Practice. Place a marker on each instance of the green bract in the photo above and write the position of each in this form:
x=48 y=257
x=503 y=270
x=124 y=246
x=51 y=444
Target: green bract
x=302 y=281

━━━━━━━━━━━━━━━━━━━━━━━━━━━━━━

Offset the answer coordinates above by 70. Write out every line again in full, and change only the x and y values given as answers.

Practice. Place a marker on each instance of the green bract in the photo above and write the position of each in this form:
x=48 y=257
x=503 y=270
x=124 y=246
x=51 y=444
Target: green bract
x=372 y=351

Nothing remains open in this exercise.